#### WHAT THIS TASK INVOLVES:
An exact, complete copy of the data that follows is needed.

#### DATA EXTRACT:
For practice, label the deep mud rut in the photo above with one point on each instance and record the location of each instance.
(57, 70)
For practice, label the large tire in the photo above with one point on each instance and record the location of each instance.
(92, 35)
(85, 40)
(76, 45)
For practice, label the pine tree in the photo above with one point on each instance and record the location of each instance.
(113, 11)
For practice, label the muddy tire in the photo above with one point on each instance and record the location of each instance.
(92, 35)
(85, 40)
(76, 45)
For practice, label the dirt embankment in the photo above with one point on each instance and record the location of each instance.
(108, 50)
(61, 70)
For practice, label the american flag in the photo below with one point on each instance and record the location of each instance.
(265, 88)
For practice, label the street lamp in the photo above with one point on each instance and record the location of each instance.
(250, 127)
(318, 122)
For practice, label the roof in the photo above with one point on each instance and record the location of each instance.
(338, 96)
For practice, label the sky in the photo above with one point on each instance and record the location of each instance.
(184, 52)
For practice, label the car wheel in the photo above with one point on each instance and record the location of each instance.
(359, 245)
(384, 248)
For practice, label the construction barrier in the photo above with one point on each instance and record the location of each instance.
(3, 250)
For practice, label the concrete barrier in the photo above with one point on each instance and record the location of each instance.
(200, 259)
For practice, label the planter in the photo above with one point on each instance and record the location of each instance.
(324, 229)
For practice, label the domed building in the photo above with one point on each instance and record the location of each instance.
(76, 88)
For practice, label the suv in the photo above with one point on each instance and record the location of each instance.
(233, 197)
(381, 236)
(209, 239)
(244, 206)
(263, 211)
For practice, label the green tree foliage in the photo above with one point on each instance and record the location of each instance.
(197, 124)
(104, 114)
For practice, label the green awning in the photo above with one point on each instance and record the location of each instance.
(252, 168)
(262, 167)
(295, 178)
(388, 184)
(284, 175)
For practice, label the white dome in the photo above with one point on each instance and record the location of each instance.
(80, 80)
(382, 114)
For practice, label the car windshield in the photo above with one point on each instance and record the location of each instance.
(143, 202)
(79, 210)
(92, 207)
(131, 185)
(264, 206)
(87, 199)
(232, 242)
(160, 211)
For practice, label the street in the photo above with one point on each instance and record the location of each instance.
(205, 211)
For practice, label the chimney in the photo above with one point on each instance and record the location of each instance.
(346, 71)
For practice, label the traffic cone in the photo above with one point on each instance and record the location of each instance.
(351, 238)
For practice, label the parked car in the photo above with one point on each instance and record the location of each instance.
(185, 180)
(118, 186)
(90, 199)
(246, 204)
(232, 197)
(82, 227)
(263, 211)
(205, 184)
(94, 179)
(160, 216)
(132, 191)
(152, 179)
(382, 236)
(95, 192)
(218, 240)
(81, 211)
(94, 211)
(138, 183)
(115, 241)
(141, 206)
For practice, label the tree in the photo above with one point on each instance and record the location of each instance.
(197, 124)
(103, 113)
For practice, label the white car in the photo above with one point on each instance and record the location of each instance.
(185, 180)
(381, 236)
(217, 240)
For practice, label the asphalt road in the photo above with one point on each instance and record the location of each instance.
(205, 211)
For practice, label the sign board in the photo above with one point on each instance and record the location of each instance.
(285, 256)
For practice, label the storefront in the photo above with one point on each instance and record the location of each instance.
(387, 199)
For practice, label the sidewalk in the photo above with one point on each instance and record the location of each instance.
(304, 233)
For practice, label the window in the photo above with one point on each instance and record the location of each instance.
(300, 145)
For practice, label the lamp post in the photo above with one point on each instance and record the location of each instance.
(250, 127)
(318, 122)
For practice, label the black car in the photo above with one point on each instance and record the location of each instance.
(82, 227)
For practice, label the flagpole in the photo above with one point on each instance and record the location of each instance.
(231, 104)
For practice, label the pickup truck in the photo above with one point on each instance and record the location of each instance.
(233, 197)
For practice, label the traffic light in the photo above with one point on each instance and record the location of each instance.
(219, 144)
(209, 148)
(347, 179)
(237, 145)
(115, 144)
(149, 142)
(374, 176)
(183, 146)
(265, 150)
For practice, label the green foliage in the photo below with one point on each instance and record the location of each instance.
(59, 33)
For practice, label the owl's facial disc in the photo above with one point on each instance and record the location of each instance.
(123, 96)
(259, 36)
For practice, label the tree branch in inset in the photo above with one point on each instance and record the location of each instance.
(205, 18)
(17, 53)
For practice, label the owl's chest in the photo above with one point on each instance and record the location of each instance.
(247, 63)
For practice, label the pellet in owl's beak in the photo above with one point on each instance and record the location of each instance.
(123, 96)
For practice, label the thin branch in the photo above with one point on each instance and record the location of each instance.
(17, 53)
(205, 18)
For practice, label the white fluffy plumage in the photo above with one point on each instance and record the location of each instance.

#### WRITTEN RESPONSE:
For practice, label the deep mud rut in the photo above with one point on each instance and record the location of each instance.
(57, 70)
For practice, label the large tire in the photo above with one point on each instance and record the location of each instance.
(92, 35)
(85, 40)
(76, 45)
For practice, label the pine tree in the photo above with one point on each instance and record the location of each instance.
(113, 11)
For practice, label the muddy tire in the photo above with one point on each instance and record the location of each instance.
(92, 35)
(85, 40)
(76, 45)
For practice, label the dirt embankment in the photo above with one point on each instance and record the location of each instance.
(108, 50)
(61, 70)
For practice, label the american flag in the photo below with one point on each instance and record the location of each instance.
(265, 88)
For practice, label the street lamp in the photo above with one point on each instance and record the location of each instance.
(250, 127)
(318, 122)
For practice, label the roof in the photo above with one point on each instance and record the location of each instance.
(338, 96)
For practice, label the sky in the photo above with one point on each instance and record the location of each instance.
(184, 52)
For practice, label the car wheel in the photo above with one point on each instance and record the location of each instance.
(359, 245)
(384, 248)
For practice, label the construction barrier in the photo above with one point on each instance and record the location of each instance.
(3, 250)
For practice, label the concrete barrier in the photo above with one point on each instance and record the location of each instance.
(200, 259)
For practice, label the planter in the photo above with one point on each instance and record the location of each instance.
(324, 229)
For practice, label the domed building in the photo above with one point on each instance and record the location of each instance.
(76, 88)
For practice, label the suv in the photo above with one point on each instance and record the location of each instance.
(233, 197)
(381, 236)
(209, 239)
(244, 206)
(263, 211)
For practice, label the green tree foliage in the photo above with one point on each instance and record the location of each instance.
(197, 124)
(104, 114)
For practice, label the green awning in the photo above with one point on each instance and record the location of each instance.
(252, 168)
(262, 167)
(295, 178)
(388, 184)
(284, 175)
For practice, label the white dome in the photo above with one point on each instance and record the location of each instance.
(80, 80)
(382, 114)
For practice, label the car windshield in the photo above with one point on each instance and record the location of each instance.
(143, 202)
(79, 210)
(92, 207)
(131, 185)
(264, 206)
(87, 199)
(232, 242)
(160, 211)
For practice, label the street in the photo above with one point on each instance and record the location of each instance.
(205, 211)
For practice, label the chimney in the photo above with one point on each instance and record the location of each instance.
(346, 71)
For practice, label the traffic cone in the photo above with one point on each instance and record the location of each instance.
(351, 238)
For practice, label the parked car in the photo above with one point on each instance and record the location of each instance.
(185, 180)
(118, 186)
(90, 199)
(246, 204)
(232, 197)
(82, 227)
(263, 211)
(205, 184)
(94, 179)
(160, 216)
(132, 191)
(152, 179)
(382, 236)
(95, 192)
(218, 240)
(81, 211)
(94, 211)
(138, 183)
(115, 241)
(141, 206)
For practice, label the tree in the photo above with one point on each instance and record the location of each instance.
(197, 124)
(103, 113)
For practice, label the white car in the photo above with one point on each instance and record the location of each instance.
(185, 180)
(381, 236)
(217, 240)
For practice, label the asphalt road in the photo above with one point on each instance and record the location of each instance.
(205, 211)
For practice, label the sign board in the photo above with one point on each instance and record the location of each instance.
(285, 256)
For practice, label the storefront in the photo above with one point on each instance and record the location of each instance.
(387, 199)
For practice, label the sidewalk in the photo above with one point on each instance and record the location of each instance.
(304, 233)
For practice, label the window in the photo above with one point on each instance and record the location of each instance.
(300, 145)
For practice, label the lamp post in the photo above with one point on each instance and record the location of each instance.
(250, 127)
(318, 122)
For practice, label the black car in the photo above with one point on each instance and record the location of each instance.
(82, 227)
For practice, label the flagpole in the photo above with one point on each instance and record the location of each instance.
(231, 104)
For practice, label the pickup truck in the photo above with one point on each instance and record the location of each instance.
(233, 197)
For practice, label the traffic light in the photo above with one point on each instance and record the location of each instance.
(219, 144)
(209, 148)
(347, 179)
(237, 145)
(115, 144)
(149, 142)
(374, 176)
(183, 146)
(265, 150)
For practice, label the green foliage in the photo below with one point on each instance and record the location of each instance.
(59, 33)
For practice, label the owl's facial disc in the photo above with one point on each instance and record the location of each instance.
(123, 96)
(259, 36)
For practice, label the tree branch in inset in the photo above with one point on each instance and record the location of each instance.
(205, 18)
(17, 53)
For practice, label the owl's chest in the photo above with one point on each instance and record the location of each instance.
(247, 63)
For practice, label the pellet in owl's beak in the photo above with one point on each instance and record the location of each instance.
(123, 96)
For practice, label the thin branch in the photo above with one point on each instance and record the location of each instance.
(17, 53)
(205, 18)
For practice, label the white fluffy plumage in the photo above with one point on each instance and record the location of each instance.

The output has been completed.